Document

--- begin ---

A Visit From The Puncture Fairy

12 May
My inner tube with a vertical split along the seam

My inner tube with a vertical split along the seam

Last week a friend of mine told me that he had two flats on his bike within the past few weeks—and like a total idiot I told him that I hadn’t had a flat in over nearly 6,000 miles. Experienced cyclists already know what happened next—my careless words summoned the Puncture Fairy and I got a flat on my next ride! For the uninformed, the Puncture Fairy is an evil little creature that shows up when you least expect it and wreaks havoc in your life (I know, she has the same job description as a mother-in-law). The quickest way to summon the Puncture Fairy is to mention that you’ve not had a flat in a while.

--- end ---

Collected data

--- begin ---

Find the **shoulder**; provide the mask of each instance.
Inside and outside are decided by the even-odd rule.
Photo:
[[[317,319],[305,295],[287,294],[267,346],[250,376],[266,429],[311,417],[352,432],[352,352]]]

--- end ---

Exercise requirements
1. Give every number that the puncture fairy post mentions, whether it is written in digits or in words.
2. Translate this sentence from the puncture fairy post into Spanish: "The quickest way to summon the Puncture Fairy is to mention that you’ve not had a flat in a while."
3. For each statement, answer yes or no according to the puncture fairy post, and quote the words that decide it. (a) The writer's friend had two flats within the past few weeks. (b) The writer got a flat two rides after talking with the friend. (c) The split in the inner tube runs horizontally along the seam.

Task-by-task results
1. 12, two, 6,000

2. La forma más rápida de invocar al Hada de los Pinchazos es mencionar que no has tenido un pinchazo en un tiempo.

3.
(a) Yes: "he had two flats on his bike within the past few weeks"
(b) No: "I got a flat on my next ride"
(c) No: "a vertical split along the seam"